** START OF Input rows **

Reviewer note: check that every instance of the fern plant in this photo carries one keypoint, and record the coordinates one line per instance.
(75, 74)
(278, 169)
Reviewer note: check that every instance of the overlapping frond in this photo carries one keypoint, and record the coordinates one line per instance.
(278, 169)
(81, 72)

** END OF Input rows **
** START OF Input rows **

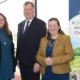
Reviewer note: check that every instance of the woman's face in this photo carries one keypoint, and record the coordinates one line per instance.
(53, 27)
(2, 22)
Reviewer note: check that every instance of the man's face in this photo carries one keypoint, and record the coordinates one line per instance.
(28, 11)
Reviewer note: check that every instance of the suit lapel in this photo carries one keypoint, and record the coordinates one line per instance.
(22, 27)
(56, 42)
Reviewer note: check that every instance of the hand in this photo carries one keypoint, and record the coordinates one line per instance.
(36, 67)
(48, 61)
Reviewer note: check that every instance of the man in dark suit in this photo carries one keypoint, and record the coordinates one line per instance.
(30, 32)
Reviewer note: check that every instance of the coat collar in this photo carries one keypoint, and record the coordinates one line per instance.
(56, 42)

** END OF Input rows **
** START OF Input rows **

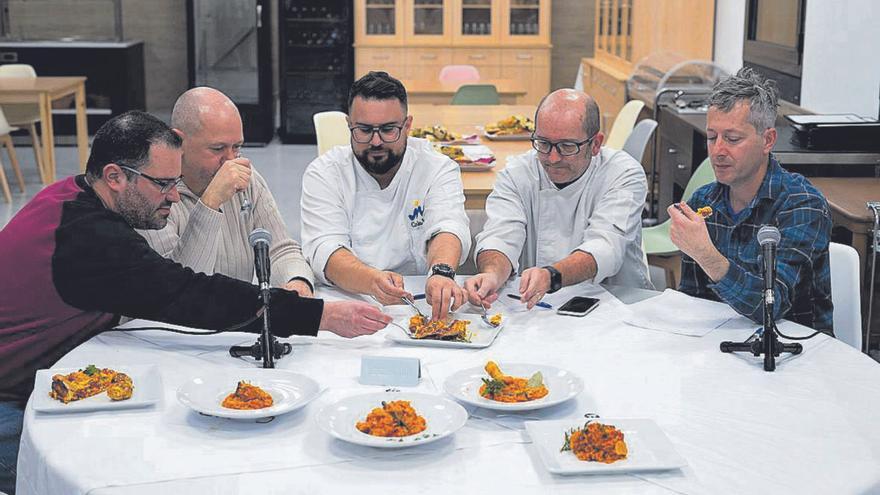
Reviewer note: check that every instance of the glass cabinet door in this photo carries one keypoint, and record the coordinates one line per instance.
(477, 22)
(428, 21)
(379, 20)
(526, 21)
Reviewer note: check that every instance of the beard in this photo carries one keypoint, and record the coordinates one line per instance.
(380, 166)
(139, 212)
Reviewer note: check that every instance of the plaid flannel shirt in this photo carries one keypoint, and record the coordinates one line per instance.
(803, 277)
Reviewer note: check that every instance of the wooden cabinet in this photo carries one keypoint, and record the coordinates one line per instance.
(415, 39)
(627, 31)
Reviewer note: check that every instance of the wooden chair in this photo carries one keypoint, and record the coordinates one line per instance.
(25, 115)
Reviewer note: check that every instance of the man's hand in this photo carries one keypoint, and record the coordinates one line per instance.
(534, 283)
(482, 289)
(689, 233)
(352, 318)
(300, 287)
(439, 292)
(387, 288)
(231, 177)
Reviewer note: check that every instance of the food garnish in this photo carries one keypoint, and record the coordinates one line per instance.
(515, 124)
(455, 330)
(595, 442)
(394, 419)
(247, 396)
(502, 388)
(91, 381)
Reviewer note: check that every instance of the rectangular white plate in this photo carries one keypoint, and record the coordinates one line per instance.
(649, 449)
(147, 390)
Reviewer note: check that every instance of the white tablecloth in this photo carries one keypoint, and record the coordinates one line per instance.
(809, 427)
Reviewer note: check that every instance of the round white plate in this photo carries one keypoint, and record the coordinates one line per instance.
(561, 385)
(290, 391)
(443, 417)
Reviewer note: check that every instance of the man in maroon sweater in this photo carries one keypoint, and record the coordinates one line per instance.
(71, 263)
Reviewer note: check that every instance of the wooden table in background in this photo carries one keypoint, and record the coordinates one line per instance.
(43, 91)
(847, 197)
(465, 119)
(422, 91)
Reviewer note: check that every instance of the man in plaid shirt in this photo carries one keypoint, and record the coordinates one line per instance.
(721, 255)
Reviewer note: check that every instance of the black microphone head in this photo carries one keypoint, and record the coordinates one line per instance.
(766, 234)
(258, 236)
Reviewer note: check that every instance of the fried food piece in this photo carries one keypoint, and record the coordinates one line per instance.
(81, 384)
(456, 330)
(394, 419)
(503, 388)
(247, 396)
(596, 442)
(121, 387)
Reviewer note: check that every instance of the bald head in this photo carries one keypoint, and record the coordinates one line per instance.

** END OF Input rows **

# Task instructions
Pull out every line in the rows above that contains the word "plaid", and copy each one unchanged.

# Solved problem
Reviewer note: check that every instance of the plaid flannel shirt in this photo carries one keypoint, and record the coordinates one line per instance.
Reviewer note: check that every instance of the man in plaid shirt in this photo carries one keypoint, and record the coordinates one line per instance.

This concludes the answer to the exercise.